--- TEXT UNDER STUDY Enclosed Below ---

As soon as we entered lockdown, church leaders had to begin thinking about changing almost everything, as multiple departments closed, public settings shut down and most endured the huge discovery curve of taking many ministries, groups and services online. Adrenaline pumped and it was actually a tad exciting (apart from those touched by grief or real anxiety in the moment).

But months into the pandemic the adrenaline had subsided and, for some, fatigue or even exhaustion, has visited your life. That is normal and even to be expected. But it also has certain dangers that we must avoid.

You see, fatigued me just wants life to go back to normal! Fatigued me is so tired of making decisions with so few proven reference points. Everything is new! It’s draining. Fatigue will cause you to be irritated at your team, rush decisions, dictate decisions just to get things over with, or even freeze and procrastinate, unable to make a decision at all. Oh, I’ve been there, with or without a pandemic!

But refreshed you will be able to flex with the new season. Your mind will be willing to percolate new information, your emotions will be energised enough to care for your team, your body will get you out of bed, ready to face another day of new opportunities. For most of us, when we are rested we are optimists, when we’re exhausted, we’re pessimists. You need to give your church and team a rested you.

--- End of Enclosed TEXT UNDER STUDY ---
--- GIVEN DATA Enclosed Below ---

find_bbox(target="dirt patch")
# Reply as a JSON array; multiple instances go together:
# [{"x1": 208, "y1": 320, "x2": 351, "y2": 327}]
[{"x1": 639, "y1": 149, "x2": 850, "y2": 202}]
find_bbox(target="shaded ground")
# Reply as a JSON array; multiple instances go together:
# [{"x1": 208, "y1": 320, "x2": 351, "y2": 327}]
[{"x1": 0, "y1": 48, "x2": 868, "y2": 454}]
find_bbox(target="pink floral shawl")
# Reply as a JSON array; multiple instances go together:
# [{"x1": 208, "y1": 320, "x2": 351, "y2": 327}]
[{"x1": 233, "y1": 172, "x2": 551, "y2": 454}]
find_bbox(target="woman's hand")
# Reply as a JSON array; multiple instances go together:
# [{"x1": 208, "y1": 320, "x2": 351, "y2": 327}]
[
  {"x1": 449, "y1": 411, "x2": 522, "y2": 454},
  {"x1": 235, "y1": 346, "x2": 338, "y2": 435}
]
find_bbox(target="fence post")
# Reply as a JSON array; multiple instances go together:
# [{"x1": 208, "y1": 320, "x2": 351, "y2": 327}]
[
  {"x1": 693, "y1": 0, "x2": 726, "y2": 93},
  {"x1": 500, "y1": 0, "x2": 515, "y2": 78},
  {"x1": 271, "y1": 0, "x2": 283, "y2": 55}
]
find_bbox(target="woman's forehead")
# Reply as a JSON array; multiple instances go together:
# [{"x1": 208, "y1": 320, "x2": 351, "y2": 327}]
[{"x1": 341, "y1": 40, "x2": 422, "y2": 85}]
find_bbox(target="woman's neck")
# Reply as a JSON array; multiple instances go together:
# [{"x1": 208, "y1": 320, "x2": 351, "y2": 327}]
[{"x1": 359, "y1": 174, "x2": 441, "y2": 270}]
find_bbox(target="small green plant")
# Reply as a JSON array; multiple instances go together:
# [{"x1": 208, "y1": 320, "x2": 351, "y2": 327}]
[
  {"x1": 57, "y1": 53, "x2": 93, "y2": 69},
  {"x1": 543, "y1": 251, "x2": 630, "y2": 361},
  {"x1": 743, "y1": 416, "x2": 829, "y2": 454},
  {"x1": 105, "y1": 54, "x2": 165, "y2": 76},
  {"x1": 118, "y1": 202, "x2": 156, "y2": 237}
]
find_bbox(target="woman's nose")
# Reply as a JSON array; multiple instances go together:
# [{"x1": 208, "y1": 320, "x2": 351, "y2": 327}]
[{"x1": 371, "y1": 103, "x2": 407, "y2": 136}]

--- End of Enclosed GIVEN DATA ---

QUESTIONS TO ANSWER:
(A) In the passage on church leaders and pandemic fatigue, give everything from "You see, fatigued" down to "without a pandemic!" again, swapping "decisions" for "choices".
(B) According to the passage on church leaders and pandemic fatigue, what are most of us when we are rested?

ANSWERS TO THE EXERCISES:
(A)
You see, fatigued me just wants life to go back to normal! Fatigued me is so tired of making choices with so few proven reference points. Everything is new! It’s draining. Fatigue will cause you to be irritated at your team, rush choices, dictate choices just to get things over with, or even freeze and procrastinate, unable to make a decision at all. Oh, I’ve been there, with or without a pandemic!

(B) Optimists.